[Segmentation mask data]

=======

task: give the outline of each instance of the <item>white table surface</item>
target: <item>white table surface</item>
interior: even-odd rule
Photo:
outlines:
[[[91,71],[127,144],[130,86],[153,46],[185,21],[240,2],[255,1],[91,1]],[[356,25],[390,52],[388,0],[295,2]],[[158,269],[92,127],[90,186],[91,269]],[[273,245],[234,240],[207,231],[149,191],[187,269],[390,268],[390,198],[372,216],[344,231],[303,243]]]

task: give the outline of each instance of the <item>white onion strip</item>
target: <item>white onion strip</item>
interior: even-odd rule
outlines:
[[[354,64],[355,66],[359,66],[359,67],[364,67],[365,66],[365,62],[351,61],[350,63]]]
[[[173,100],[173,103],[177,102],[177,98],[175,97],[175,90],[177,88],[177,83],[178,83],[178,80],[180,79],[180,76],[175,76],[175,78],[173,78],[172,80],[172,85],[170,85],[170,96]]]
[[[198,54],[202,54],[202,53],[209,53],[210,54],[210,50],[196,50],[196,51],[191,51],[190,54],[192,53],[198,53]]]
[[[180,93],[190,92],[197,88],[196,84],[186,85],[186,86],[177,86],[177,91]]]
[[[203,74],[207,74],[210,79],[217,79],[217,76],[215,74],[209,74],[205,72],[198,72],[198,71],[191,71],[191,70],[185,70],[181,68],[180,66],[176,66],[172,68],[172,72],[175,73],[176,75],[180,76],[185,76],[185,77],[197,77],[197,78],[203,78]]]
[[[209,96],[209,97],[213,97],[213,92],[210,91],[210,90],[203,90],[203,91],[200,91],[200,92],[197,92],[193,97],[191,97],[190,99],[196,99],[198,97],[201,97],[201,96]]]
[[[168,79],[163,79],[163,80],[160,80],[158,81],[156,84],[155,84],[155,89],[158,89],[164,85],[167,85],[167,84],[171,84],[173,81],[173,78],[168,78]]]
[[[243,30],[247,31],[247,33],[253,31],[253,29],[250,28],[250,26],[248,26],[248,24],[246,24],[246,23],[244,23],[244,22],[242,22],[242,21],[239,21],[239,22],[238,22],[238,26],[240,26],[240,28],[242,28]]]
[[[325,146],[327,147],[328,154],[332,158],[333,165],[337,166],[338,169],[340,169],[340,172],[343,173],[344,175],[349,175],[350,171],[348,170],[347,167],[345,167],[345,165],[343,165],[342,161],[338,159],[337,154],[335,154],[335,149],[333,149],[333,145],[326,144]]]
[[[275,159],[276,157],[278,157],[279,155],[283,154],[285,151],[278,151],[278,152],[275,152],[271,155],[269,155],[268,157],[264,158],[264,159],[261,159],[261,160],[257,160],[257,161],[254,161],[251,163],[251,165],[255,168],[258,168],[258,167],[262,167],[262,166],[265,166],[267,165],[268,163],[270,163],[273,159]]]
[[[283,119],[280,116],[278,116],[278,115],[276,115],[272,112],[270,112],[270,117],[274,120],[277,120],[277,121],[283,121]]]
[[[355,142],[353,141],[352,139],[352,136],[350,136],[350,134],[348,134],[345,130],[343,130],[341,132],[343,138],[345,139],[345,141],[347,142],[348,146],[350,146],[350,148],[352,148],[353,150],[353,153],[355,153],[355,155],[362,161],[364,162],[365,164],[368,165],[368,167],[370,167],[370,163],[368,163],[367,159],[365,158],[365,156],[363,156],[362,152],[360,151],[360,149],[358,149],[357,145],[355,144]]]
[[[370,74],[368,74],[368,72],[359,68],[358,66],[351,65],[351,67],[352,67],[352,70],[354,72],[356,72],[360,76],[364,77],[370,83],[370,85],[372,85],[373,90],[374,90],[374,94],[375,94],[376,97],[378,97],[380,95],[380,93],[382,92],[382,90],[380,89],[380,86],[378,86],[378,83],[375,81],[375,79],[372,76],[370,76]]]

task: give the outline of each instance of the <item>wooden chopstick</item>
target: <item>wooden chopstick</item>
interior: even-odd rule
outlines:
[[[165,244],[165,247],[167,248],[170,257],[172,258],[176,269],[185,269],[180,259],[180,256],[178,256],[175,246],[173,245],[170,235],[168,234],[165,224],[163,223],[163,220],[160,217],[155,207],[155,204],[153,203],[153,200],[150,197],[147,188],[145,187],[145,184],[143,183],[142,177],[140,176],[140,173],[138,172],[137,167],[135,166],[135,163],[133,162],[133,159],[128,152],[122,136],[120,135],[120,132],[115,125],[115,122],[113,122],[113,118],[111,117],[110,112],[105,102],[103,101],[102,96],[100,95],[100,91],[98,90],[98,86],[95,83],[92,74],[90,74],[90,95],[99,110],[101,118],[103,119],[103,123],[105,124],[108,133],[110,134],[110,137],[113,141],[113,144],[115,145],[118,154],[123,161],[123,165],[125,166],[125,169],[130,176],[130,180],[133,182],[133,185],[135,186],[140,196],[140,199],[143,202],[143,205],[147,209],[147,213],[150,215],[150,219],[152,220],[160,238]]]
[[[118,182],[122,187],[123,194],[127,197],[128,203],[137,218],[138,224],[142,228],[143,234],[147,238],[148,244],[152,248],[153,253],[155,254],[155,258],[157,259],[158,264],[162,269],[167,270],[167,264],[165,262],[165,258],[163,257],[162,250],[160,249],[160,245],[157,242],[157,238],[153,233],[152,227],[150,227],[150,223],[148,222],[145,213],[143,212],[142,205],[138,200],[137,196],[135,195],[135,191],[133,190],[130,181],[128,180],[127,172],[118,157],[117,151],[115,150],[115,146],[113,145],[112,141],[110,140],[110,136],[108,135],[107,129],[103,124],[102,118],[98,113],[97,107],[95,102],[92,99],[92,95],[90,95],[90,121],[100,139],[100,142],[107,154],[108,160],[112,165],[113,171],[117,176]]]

=======

*Try it:* The answer must be every line of the data that contains the word "task".

*Answer section:*
task: give the outline of each instance of the <item>white table surface</item>
task: give the outline of each instance of the <item>white onion strip</item>
task: give the outline of each instance of the <item>wooden chopstick</item>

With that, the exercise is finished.